------ 抜粋文 ------

この記事の連載

 東京で親子4頭のジャイアントパンダを飼育する上野動物園。このうち2頭は最近、高血圧が判明したり、吐き戻しをしたりしました。普段の健康管理以外で、どのように対応しているのでしょう。

 『CREA』2024年夏号 のBook in book「偏愛パンダ図鑑」で紹介しきれなかった内容を中心にお伝えします。


 お腹の白い毛を刈られ、ピンク色の肌が見える18歳のオスのリーリー(力力)。4月23日(火)に上野動物園を訪れると、このようなリーリーの姿が目に入りました。驚きの声をあげる観覧者もいます。でもリーリーはいつも通り竹をよく食べ、元気に歩いていました。

 毛を刈ったのは、吐き戻しをしたリーリーを詳しく検査するためです。上野動物園の記録によると、最初の吐き戻しは2018年の夏。その後は、たまにペッと吐いたり、続けて吐いたりと、一定ではありませんでした。

 昨年1年間で、吐き戻した回数と吐きたそうにした回数は計13回。吐きたそうにした回数も含めるのは、モニターでの観察から、明確に吐いたか判断しづらいケースがあるためです。

------

> _課題_: 上野動物園のパンダについての抜粋文を、最後の文の続きから書き進めよ。

------ 提供データ ------

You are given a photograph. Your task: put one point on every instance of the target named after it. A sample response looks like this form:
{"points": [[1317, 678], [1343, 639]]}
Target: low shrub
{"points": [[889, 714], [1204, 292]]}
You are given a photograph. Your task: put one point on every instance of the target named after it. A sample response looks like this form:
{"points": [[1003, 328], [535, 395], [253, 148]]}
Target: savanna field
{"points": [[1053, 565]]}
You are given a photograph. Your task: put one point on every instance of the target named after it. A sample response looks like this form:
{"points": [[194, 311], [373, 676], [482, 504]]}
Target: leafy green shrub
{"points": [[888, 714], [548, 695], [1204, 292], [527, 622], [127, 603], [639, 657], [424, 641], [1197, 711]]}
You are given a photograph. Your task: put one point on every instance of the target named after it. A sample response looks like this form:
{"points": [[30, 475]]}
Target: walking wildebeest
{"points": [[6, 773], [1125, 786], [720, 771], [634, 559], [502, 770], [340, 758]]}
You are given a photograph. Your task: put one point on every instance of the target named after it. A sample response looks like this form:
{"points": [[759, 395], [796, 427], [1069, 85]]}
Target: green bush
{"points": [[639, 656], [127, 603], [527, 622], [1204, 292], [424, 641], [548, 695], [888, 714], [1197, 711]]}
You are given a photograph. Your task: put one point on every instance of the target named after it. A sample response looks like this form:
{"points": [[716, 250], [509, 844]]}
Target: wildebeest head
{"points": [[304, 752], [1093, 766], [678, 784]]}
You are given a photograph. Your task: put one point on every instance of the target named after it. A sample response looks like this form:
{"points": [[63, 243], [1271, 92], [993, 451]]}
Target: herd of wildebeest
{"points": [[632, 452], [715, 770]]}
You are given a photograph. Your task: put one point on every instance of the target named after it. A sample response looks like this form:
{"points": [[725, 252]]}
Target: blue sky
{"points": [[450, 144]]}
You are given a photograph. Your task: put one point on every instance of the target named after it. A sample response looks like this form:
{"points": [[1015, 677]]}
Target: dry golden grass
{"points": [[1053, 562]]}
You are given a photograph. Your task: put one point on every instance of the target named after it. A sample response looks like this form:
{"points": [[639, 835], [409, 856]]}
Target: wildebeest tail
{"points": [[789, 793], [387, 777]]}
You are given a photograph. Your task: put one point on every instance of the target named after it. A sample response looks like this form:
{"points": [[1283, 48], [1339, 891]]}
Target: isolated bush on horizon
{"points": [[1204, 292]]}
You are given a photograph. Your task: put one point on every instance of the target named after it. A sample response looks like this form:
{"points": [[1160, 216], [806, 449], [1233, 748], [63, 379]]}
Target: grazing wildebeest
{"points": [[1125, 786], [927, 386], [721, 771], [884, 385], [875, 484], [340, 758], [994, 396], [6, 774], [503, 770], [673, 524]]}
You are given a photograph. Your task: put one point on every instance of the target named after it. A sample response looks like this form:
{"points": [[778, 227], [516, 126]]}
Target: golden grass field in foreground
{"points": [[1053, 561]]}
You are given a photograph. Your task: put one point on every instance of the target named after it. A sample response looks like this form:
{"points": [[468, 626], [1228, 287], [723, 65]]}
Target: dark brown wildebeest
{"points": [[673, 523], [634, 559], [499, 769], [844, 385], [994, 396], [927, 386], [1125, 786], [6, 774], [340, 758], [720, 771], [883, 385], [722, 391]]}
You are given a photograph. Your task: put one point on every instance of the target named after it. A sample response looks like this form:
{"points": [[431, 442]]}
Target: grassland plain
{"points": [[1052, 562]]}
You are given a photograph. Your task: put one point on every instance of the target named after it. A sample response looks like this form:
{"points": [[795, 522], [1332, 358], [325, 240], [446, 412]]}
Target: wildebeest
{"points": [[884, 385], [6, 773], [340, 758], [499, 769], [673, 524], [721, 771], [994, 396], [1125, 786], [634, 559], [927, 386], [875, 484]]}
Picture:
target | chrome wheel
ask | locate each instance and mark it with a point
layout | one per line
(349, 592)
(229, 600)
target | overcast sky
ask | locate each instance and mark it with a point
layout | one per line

------

> _想定解答_:
 今年は5月8日(水)時点で2回の吐き戻しが確認されました。1年間の3分の1が終わって2回のため、単純に掛けると1年間に6回で、昨年の13回から半減。でも安心はできず、「注意深く見守っているところです。ご覧の通りリーリーは元気なので、元気なうちに検査をしておくことにしました」。上野動物園の副園長兼教育普及課長を務める冨田恭正さんはこう語ります。

 検査をしたのは休園日の4月22日(月)。パンダ舎で麻酔をかけたリーリーを車にのせて、園内の動物医療センターに運び、腹部、胸部、右の前肢、左右の後肢の毛をバリカンで刈りました。そして、超音波(エコー)、CT(コンピューター断層撮影装置)、内視鏡で検査を実施。採取した血液による精密検査もしました。

 超音波検査では、人間と同じように検査用のゼリーを使います。今回はプローブ(超音波検査機器で体にあてる部分)の先にゼリーを塗りました。CT検査も人間と同様の方法で行いました。上野動物園でパンダのCT検査をしたのは今回が初めてです。なお、MRI(磁気共鳴診断装置)は園内にありません。

 4月22日(月)のリーリーの検査には、中国ジャイアントパンダ保護研究センターの獣医師、楊 海迪(ようかいてき)さんも立ち会いました。楊さんは、神戸市立王子動物園で心臓疾患がみつかり、3月31日(日)に息を引き取ったメスのタンタン(旦旦)のため中国から来日中でした(5月末に帰国)。

 検査を終え、車でパンダ舎に戻ったリーリーは問題なく麻酔から覚醒。いずれの検査においても、吐き戻しの原因となる明らかな異常は確認されませんでした。毛を刈られたところは、徐々に毛が生えてきています。